» **RECORDS PROVIDED**:
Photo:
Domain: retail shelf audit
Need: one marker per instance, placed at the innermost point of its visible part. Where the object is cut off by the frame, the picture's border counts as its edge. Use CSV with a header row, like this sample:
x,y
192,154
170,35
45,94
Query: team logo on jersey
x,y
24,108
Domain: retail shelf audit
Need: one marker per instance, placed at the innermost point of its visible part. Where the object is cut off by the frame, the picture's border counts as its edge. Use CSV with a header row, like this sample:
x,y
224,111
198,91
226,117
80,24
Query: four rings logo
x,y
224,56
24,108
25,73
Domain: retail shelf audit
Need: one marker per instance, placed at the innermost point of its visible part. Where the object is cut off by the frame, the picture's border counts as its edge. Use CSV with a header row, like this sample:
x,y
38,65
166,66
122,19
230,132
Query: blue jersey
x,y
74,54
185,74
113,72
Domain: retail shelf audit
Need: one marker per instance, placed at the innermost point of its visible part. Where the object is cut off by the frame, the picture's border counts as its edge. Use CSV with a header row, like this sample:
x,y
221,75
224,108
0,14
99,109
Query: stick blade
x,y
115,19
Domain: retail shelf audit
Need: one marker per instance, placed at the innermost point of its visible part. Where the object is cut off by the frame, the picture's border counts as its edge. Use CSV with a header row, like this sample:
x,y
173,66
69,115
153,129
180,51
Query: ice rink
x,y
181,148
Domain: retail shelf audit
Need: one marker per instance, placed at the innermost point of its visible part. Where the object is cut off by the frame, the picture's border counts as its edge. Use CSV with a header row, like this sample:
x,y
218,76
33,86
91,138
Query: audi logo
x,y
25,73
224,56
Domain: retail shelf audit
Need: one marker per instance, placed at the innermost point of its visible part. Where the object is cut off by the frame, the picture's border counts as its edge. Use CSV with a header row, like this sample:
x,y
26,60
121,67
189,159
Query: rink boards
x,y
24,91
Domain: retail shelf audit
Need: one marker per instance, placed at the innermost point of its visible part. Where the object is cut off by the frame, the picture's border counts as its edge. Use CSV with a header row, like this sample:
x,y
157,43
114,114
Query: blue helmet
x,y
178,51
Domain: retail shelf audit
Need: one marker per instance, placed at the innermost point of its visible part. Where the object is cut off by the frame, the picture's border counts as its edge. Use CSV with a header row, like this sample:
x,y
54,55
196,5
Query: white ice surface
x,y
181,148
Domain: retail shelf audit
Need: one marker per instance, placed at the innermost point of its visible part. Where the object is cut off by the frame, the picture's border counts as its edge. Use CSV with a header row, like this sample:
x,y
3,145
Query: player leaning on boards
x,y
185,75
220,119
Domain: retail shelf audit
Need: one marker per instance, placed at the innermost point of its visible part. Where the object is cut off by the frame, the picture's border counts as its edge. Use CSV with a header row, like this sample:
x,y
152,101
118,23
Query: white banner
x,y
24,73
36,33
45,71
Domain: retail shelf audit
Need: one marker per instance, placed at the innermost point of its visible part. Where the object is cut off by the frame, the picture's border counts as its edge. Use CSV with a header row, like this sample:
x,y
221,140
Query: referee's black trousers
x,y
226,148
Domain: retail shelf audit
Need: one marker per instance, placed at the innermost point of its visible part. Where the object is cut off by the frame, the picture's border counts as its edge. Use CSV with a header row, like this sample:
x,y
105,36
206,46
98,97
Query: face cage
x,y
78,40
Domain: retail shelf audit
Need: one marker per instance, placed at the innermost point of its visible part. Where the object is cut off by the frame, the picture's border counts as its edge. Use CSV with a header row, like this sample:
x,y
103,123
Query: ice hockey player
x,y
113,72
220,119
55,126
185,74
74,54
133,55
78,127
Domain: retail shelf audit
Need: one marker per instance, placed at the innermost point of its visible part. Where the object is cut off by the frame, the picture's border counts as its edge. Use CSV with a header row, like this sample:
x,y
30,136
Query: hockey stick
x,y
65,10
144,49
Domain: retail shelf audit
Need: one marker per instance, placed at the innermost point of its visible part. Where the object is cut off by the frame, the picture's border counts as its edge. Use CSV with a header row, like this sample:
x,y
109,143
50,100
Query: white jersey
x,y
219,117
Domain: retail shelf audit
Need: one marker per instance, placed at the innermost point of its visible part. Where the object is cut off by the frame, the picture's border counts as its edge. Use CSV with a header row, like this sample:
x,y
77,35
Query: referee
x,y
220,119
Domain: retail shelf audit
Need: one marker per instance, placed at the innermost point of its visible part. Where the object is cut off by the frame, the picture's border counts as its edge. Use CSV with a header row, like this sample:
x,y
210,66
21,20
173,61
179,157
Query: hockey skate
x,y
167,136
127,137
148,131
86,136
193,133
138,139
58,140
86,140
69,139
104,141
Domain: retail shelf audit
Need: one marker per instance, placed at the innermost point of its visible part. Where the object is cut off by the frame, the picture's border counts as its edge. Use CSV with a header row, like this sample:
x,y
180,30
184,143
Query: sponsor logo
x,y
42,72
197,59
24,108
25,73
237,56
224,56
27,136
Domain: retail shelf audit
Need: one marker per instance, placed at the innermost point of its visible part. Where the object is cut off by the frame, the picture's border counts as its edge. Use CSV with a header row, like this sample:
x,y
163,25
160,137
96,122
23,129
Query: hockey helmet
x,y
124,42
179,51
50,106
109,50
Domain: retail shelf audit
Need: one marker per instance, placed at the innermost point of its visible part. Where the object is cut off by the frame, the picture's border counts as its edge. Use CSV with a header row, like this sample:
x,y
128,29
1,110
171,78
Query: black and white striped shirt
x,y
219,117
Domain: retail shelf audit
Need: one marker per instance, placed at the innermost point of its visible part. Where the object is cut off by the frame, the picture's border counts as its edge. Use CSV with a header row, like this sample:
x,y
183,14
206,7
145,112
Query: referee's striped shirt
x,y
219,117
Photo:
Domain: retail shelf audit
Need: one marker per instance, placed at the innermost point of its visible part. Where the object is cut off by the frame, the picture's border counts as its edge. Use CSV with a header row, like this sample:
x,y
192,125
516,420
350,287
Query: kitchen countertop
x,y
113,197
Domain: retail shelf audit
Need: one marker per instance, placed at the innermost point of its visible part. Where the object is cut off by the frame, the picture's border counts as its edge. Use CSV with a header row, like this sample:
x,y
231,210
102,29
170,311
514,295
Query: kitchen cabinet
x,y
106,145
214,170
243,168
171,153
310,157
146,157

» **YOUR ASSIGNMENT**:
In full, transcribe each entry of the material exactly.

» **ANSWER FOR THE TASK**:
Photo:
Domain: retail shelf audit
Need: one marker per instance, placed at the innermost point of its visible part. Where the object is cut off by the frame, the picture's border counts as its edge. Use CSV with a header row, like this sample:
x,y
192,154
170,35
45,94
Query: team logo on jersey
x,y
24,108
Domain: retail shelf audit
Need: one marker per instance, placed at the innermost point of its visible part. Where the object is cut off by the frame, the picture's border counts as its edge. Use CSV with a header row, like this sample:
x,y
224,111
198,91
226,117
80,24
Query: four rings logo
x,y
224,56
24,108
25,73
Domain: retail shelf audit
Need: one marker per instance, placed at the innermost point of its visible part. Where the object is cut off by the frame, the picture's border counts as its edge. Use CSV with a header row, like this sample:
x,y
38,65
166,66
122,19
230,132
Query: blue jersey
x,y
74,54
185,74
113,72
Domain: retail shelf audit
Need: one marker per instance, placed at the innermost point of its visible part. Where the object is cut off by the frame, the picture's border counts as its edge. Use CSV with a header row, like this sample:
x,y
221,75
224,108
0,14
99,109
Query: stick blade
x,y
115,19
Domain: retail shelf audit
Need: one marker per instance, placed at the innermost point of its visible part. Where the object is cut off by the frame, the picture's border counts as its edge. Use CSV with a header row, like this sample:
x,y
173,66
69,115
153,129
180,51
Query: ice rink
x,y
181,148
Domain: retail shelf audit
Need: one marker per instance, placed at the innermost point of its visible part. Where the object is cut off by the frame, the picture's border counts as its edge. Use CSV with a header row, like this sample:
x,y
218,76
33,86
91,138
Query: audi logo
x,y
25,73
224,56
Domain: retail shelf audit
Need: one marker per instance, placed at the innermost point of its visible part. Where the object is cut off by the frame, the picture's border counts as its edge. Use CSV with a header row, like this sample:
x,y
26,60
121,67
189,159
Query: rink boards
x,y
24,91
Domain: retail shelf audit
Need: one marker per instance, placed at the innermost point of its visible part. Where the object is cut off by the frame, the picture's border counts as its edge. Use CSV with a header row, like this sample:
x,y
157,43
114,114
Query: blue helmet
x,y
178,51
Domain: retail shelf audit
Need: one marker per instance, placed at the innermost point of its visible part. Where the object is cut off by the frame, the picture's border counts as its edge. Use CSV with a header row, like this sample:
x,y
54,55
196,5
Query: white ice surface
x,y
181,148
Domain: retail shelf audit
Need: one marker per instance, placed at the innermost point of its visible part. Where the object is cut off by the frame, the picture's border counts as its edge. Use CSV with a header row, like this sample:
x,y
3,145
Query: player leaning on boards
x,y
185,75
220,119
Domain: retail shelf audit
Need: one marker per instance, placed at the innermost point of its visible part. Where the object is cut off by the frame, the picture's border counts as its edge. Use CSV with a header row, like this sample:
x,y
152,101
118,23
Query: white banner
x,y
24,73
36,33
45,71
Domain: retail shelf audit
Need: one marker per instance, placed at the innermost point of its visible part. Where the object is cut off by the frame, the picture's border counts as its edge. Use CSV with a header row, like this sample:
x,y
221,140
Query: referee's black trousers
x,y
226,148
Domain: retail shelf audit
Need: one marker per instance, placed at the innermost point of its visible part. Where the object is cut off by the frame, the picture's border counts as its edge. Use CSV with a header row, like this sample:
x,y
105,36
206,46
98,97
Query: face cage
x,y
78,40
Domain: retail shelf audit
Need: one marker per instance, placed at the innermost point of its visible part. Where the object is cut off by the frame, the picture's border counts as its edge. Use CSV with a header row, like this sample:
x,y
103,123
Query: ice hockey player
x,y
113,72
220,119
55,126
185,74
74,54
133,55
78,127
Domain: retail shelf audit
Need: one marker per instance, placed at the innermost point of its visible part. Where the object is cut off by the frame, the picture's border counts as its edge. Use CSV with a header row, like this sample:
x,y
30,136
Query: hockey stick
x,y
65,10
144,49
Domain: retail shelf audit
Need: one marker per instance, placed at the innermost point of its visible part. Where the object is cut off by the frame, the picture's border counts as its edge. Use CSV with a header row, like this sample:
x,y
109,143
50,100
Query: white jersey
x,y
219,117
Domain: retail shelf audit
Need: one marker per instance, placed at the innermost point of its visible part. Where the object is cut off by the frame, the picture's border counts as its edge. Use CSV with a header row, like this sample:
x,y
77,35
Query: referee
x,y
220,119
Domain: retail shelf audit
Need: one marker per instance, placed at the innermost point of its visible part. Where the object is cut off by the frame, the picture's border counts as its edge. Use CSV with a header row, like this sample:
x,y
210,66
21,20
173,61
179,157
Query: hockey skate
x,y
167,136
127,137
148,131
86,136
193,133
138,139
58,140
86,140
69,139
104,141
Domain: retail shelf audit
Need: one marker per instance, placed at the innermost point of its visible part. Where the object is cut off by the frame, the picture's border counts as its edge. Use CSV with a header row, like this sample:
x,y
180,30
184,143
Query: sponsor logo
x,y
42,72
197,59
24,108
25,73
237,56
224,56
27,136
Domain: retail shelf audit
Need: one marker per instance, placed at the innermost point of its visible part. Where the object is cut off by the frame, the picture's border counts as its edge. Use CSV with a header row, like this sample:
x,y
163,25
160,137
96,122
23,129
Query: hockey helmet
x,y
124,42
179,51
50,106
109,50
Domain: retail shelf audit
Need: one marker per instance, placed at the innermost point of its visible part. Where the object is cut off by the frame, the picture's border counts as its edge. Use CSV with a header row, like this sample:
x,y
128,29
1,110
171,78
Query: black and white striped shirt
x,y
219,117
Domain: retail shelf audit
Need: one marker per instance, placed at the innermost point of its visible part. Where the object is cut off by the frame, the picture's border counts as its edge. Use CSV with a header row, like this sample:
x,y
183,14
206,7
145,112
Query: referee's striped shirt
x,y
219,117
Photo:
Domain: retail shelf audit
Need: one marker per instance, placed at the innermost point of its visible part. Where the object is cut off by the frame, the picture's border counts as its edge. Use CSV with a header row, like this sample:
x,y
192,125
516,420
350,287
Query: kitchen countertop
x,y
113,197
Domain: retail shelf audit
Need: one marker per instance, placed at the innermost point of its visible part. Where the object is cut off by the frame, the picture's border counts as its edge. Use CSV with a header row, like this sample:
x,y
231,210
102,29
170,311
514,295
Query: kitchen cabinet
x,y
106,145
214,170
243,168
171,153
310,157
146,157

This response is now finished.